Text passage:
Do we let Jesus’ resurrection inspire us with confidence that our faith is not just true for us, that it is not just our own private pet truth, but that it is truth that the whole world needs to believe, truth that puts the lie to every competing claim? Do we let the Good News of Jesus’ resurrection inspire us to sacrifice more of our material treasures, so that more people who have never heard might come to hear that Good News? Do we let Jesus’ resurrection slice our pain of grief down to size?
For me, Jesus’ resurrection is already an anchor for my soul; it gives me solid bedrock on which I can plant my faith. But it makes me nervous to think how different my life might be, if I believed that Jesus has risen, not just in my head, not just with intellectual conviction, but with every ounce of my being. How much more sacrifice would I be willing to make? How much more selfless would I be? How much more would I be willing to devote each hour of my energy to Christ alone? How much less would I find myself chasing bogus dead-end values? How much less would I surrender to bitterness or despair?

Requests:
1 - In two sentences, what does the passage on Jesus' resurrection say?
2 - Can you pick up the passage on Jesus' resurrection after its final question and keep it going?

(Location annotation dataset excerpts)
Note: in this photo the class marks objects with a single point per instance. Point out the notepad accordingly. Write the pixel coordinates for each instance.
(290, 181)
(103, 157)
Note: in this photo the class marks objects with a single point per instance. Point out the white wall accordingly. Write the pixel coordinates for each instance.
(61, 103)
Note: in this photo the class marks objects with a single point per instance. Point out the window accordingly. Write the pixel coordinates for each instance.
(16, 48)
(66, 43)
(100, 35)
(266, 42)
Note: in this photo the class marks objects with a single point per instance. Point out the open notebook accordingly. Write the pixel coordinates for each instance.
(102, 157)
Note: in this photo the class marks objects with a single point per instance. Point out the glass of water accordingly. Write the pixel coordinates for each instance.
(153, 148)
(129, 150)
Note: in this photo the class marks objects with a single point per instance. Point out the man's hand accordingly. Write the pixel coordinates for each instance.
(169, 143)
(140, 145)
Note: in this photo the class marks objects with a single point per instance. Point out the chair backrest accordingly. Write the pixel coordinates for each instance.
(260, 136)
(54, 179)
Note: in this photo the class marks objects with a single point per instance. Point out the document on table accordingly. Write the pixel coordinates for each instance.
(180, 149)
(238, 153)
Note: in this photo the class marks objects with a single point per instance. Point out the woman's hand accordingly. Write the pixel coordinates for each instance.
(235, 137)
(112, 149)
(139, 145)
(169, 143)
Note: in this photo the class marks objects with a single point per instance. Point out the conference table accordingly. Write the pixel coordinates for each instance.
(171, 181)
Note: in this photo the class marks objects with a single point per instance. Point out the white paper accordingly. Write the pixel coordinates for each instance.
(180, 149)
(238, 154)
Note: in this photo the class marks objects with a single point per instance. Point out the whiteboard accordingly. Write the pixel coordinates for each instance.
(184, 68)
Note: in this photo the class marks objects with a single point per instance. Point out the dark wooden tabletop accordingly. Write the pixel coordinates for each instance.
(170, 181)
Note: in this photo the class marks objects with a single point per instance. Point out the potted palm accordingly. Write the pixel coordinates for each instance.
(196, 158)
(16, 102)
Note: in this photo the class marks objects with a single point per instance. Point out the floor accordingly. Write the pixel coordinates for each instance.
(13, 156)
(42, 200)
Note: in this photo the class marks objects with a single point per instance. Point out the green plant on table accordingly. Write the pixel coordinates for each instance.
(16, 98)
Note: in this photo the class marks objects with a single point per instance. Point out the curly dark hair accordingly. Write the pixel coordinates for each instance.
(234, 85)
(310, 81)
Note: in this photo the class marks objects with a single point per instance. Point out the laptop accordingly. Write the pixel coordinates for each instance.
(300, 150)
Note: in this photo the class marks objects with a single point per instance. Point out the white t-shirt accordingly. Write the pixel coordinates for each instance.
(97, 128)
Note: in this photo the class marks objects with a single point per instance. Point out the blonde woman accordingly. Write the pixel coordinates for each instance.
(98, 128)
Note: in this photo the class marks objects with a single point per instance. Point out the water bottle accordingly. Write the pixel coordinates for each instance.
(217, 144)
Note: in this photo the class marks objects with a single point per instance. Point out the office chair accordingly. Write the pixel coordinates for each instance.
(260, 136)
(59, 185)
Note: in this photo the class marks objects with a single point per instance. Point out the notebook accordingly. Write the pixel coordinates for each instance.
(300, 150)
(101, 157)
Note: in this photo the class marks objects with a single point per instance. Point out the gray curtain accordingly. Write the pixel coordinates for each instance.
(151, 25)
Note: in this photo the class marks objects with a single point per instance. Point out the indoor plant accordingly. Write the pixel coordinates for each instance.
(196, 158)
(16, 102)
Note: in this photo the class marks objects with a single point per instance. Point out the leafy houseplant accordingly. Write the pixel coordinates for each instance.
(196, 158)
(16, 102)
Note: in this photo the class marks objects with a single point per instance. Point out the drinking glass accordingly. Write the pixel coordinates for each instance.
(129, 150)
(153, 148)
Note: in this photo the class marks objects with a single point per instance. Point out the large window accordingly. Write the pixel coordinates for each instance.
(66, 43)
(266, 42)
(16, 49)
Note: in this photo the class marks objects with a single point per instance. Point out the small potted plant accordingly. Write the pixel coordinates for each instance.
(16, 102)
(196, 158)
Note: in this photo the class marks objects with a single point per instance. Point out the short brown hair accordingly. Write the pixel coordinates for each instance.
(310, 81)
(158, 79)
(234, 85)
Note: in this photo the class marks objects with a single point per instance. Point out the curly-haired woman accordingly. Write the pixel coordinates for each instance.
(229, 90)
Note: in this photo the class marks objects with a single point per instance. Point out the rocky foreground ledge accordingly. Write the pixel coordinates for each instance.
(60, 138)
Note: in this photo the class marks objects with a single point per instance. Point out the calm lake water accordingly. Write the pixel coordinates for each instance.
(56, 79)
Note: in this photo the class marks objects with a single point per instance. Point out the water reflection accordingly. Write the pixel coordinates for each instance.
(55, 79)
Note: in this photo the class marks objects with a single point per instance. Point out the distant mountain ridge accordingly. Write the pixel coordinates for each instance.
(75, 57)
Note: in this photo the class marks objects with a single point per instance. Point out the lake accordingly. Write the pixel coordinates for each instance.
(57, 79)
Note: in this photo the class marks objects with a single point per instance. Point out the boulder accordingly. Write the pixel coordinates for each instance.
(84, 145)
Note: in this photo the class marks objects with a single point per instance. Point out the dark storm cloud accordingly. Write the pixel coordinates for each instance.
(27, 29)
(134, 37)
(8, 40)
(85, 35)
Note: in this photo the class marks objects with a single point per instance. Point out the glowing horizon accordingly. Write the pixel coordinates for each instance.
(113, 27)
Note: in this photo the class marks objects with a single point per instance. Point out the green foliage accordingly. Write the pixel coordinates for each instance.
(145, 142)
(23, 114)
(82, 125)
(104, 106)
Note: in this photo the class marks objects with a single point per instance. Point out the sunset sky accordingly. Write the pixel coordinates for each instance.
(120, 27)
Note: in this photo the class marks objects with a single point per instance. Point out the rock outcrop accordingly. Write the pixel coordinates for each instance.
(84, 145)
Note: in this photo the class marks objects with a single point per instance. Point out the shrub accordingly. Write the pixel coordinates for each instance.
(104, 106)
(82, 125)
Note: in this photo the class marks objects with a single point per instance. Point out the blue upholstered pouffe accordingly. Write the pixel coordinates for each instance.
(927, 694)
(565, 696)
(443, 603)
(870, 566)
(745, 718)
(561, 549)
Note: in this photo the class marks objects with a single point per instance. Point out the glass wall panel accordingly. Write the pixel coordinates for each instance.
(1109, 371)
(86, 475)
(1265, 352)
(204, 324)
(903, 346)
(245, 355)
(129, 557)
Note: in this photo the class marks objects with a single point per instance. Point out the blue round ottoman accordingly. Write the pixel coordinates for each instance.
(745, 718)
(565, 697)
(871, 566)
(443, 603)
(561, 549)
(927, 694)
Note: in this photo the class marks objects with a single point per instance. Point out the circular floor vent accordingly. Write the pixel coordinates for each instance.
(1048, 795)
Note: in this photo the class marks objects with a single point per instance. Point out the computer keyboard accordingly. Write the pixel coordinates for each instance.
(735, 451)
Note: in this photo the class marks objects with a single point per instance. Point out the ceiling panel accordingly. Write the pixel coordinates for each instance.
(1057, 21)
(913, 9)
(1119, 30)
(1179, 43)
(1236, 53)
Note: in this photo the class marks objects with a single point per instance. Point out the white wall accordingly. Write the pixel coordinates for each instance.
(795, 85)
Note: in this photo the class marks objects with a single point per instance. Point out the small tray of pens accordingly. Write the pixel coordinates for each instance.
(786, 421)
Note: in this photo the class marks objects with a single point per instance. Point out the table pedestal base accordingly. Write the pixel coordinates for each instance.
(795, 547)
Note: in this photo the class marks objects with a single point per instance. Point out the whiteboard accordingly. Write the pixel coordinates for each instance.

Expected responses:
1 - The passage asks whether Jesus' resurrection inspires believers to see their faith as truth the whole world needs, to give up more of their material treasures so that more people can hear the Good News, and to cut their grief down to size. The writer says the resurrection is already an anchor for the soul but feels nervous imagining how much more sacrificial, selfless and devoted to Christ, and how much less given to dead-end values, bitterness or despair, a life would be if that belief were held with every ounce of one's being.

2 -
How can anyone not be excited about what Christ has done for us? How can anyone yawn about it? Without Easter, we can forget about Christmas – there’s nothing to celebrate. The resurrection is the reason for all we have to celebrate. People get excited about the Superbowl, or the Academy Awards. That’s OK. But nothing else can compare to the excitement that Jesus’ resurrection calls for. We can shout “Hallelujah!” with his friends on the scene that day. We can grumble, “Oh, (expletive deleted)!” with his enemies. But if we understand what the resurrection really means to us in the here and now, no one can possibly say, “So what?”